Output the lines below as a JSON array of strings, one string per line, skipping any blank lines.

>> START Data rows

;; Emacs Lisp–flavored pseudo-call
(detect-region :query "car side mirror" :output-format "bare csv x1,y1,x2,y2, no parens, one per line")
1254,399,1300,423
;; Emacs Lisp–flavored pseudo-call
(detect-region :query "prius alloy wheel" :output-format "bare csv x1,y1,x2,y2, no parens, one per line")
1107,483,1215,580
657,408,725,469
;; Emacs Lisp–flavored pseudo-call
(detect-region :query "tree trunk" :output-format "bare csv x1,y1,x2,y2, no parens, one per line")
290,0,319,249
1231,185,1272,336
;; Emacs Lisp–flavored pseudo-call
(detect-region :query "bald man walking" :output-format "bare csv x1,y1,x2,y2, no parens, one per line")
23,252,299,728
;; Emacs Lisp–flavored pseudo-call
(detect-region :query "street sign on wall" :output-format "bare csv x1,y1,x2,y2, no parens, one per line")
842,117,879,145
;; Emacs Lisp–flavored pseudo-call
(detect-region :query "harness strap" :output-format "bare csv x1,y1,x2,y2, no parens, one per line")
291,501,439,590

>> END Data rows

Result:
[
  ";; Emacs Lisp–flavored pseudo-call",
  "(detect-region :query \"car side mirror\" :output-format \"bare csv x1,y1,x2,y2, no parens, one per line\")",
  "1254,399,1300,423",
  ";; Emacs Lisp–flavored pseudo-call",
  "(detect-region :query \"prius alloy wheel\" :output-format \"bare csv x1,y1,x2,y2, no parens, one per line\")",
  "1107,483,1215,580",
  "657,408,725,469",
  ";; Emacs Lisp–flavored pseudo-call",
  "(detect-region :query \"tree trunk\" :output-format \"bare csv x1,y1,x2,y2, no parens, one per line\")",
  "290,0,319,249",
  "1231,185,1272,336",
  ";; Emacs Lisp–flavored pseudo-call",
  "(detect-region :query \"bald man walking\" :output-format \"bare csv x1,y1,x2,y2, no parens, one per line\")",
  "23,252,299,728",
  ";; Emacs Lisp–flavored pseudo-call",
  "(detect-region :query \"street sign on wall\" :output-format \"bare csv x1,y1,x2,y2, no parens, one per line\")",
  "842,117,879,145",
  ";; Emacs Lisp–flavored pseudo-call",
  "(detect-region :query \"harness strap\" :output-format \"bare csv x1,y1,x2,y2, no parens, one per line\")",
  "291,501,439,590"
]